Rewrite the lines below with "bird's" swapped for "wagtail's" at every occurrence, keeping all other text unchanged.

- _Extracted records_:
##############################

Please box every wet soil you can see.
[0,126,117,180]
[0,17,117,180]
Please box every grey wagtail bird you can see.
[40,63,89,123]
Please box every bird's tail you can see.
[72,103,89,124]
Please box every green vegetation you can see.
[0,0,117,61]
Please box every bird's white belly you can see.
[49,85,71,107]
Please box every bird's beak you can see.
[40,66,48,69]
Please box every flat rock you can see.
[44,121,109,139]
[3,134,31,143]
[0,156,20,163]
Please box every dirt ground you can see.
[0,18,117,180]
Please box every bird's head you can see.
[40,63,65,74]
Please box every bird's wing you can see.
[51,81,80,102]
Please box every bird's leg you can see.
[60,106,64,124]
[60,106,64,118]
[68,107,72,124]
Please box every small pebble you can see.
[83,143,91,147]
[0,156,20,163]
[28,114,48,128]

##############################

- _REPLY_:
Please box every wet soil you can see.
[0,126,117,180]
[0,17,117,180]
Please box every grey wagtail bird you can see.
[40,63,89,123]
Please box every wagtail's tail you can see.
[72,103,89,124]
Please box every green vegetation you can see.
[0,0,117,61]
Please box every wagtail's white belly you can see.
[49,85,71,107]
Please box every wagtail's beak you can see.
[40,66,48,69]
Please box every flat rock you can see.
[44,121,109,139]
[3,134,31,143]
[0,156,20,163]
Please box every dirt ground you can see.
[0,18,117,180]
Please box every wagtail's head you can see.
[40,63,65,74]
Please box every wagtail's wing you can see.
[51,81,80,102]
Please box every wagtail's leg you can see.
[60,106,64,124]
[60,106,64,118]
[68,107,72,124]
Please box every small pebble you can see.
[83,143,91,147]
[0,156,20,163]
[28,114,48,128]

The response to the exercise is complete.